(Items from a data source)
----

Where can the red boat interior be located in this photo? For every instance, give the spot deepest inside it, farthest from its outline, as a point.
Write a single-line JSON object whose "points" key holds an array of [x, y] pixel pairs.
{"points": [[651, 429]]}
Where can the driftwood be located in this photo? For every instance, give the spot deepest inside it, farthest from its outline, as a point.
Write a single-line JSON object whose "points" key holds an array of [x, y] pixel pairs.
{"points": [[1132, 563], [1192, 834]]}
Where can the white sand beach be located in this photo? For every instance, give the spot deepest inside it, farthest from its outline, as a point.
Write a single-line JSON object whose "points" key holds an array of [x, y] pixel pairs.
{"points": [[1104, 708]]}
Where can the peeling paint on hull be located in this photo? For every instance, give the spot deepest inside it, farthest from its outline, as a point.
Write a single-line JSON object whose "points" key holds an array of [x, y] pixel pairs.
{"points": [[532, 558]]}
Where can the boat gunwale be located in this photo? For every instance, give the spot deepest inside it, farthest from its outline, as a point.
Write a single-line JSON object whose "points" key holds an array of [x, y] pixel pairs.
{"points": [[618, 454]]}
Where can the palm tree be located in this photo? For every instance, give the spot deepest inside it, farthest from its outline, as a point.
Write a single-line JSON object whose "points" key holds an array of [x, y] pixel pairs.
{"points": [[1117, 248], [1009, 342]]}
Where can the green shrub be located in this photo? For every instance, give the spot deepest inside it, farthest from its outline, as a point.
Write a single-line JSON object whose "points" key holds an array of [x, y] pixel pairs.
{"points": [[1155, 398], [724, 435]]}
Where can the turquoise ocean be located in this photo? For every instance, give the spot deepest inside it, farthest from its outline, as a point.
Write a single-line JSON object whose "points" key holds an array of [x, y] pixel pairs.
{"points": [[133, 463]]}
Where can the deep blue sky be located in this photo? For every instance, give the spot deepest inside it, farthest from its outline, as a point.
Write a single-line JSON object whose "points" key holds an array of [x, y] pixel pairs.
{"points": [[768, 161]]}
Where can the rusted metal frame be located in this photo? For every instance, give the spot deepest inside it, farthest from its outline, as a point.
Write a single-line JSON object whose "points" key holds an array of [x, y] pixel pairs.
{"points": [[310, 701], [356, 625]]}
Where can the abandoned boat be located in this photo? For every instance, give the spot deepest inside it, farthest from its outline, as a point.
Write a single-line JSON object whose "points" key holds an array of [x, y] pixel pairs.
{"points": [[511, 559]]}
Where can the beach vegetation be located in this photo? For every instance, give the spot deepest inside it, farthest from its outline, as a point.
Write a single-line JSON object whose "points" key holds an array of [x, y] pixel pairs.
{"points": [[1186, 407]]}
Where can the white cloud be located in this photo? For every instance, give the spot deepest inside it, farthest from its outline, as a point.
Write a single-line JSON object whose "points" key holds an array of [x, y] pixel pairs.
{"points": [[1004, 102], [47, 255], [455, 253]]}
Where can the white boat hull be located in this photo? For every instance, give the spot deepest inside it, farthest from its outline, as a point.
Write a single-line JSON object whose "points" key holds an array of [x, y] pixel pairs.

----

■ **Assignment**: Search the data above for the string "hull" and copy each line that has it.

■ **Answer box**:
Where can the peeling paint on hull be located in this photo? For every instance, give the spot deepest inside it, farthest from its outline, as a point.
Where can the white boat hull be located in this photo? For every instance, give the spot deepest inside it, farthest from its outline, as a point.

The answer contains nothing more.